_What the exercise asks:_ Compute the number of lines in the following data that include the word "road", and output that number alone.

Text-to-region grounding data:
------

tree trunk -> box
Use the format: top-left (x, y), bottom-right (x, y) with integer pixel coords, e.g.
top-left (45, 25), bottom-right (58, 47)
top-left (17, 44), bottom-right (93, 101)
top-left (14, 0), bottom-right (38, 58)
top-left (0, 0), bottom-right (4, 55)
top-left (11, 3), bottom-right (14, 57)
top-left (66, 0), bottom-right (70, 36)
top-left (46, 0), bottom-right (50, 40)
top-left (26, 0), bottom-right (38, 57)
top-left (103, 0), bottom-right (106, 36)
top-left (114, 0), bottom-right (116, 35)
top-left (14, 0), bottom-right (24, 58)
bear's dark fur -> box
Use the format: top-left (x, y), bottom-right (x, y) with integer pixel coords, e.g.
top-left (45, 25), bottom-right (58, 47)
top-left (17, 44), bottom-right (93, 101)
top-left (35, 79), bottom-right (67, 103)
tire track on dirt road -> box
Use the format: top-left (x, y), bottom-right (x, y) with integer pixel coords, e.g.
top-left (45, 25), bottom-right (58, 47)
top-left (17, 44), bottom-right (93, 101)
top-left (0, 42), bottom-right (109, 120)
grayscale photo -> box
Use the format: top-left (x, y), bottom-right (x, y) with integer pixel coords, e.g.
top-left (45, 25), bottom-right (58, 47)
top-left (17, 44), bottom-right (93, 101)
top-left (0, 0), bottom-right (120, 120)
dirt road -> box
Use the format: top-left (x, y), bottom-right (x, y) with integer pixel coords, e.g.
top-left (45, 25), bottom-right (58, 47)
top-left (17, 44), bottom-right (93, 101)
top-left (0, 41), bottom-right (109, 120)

------

_Written reply:_ 2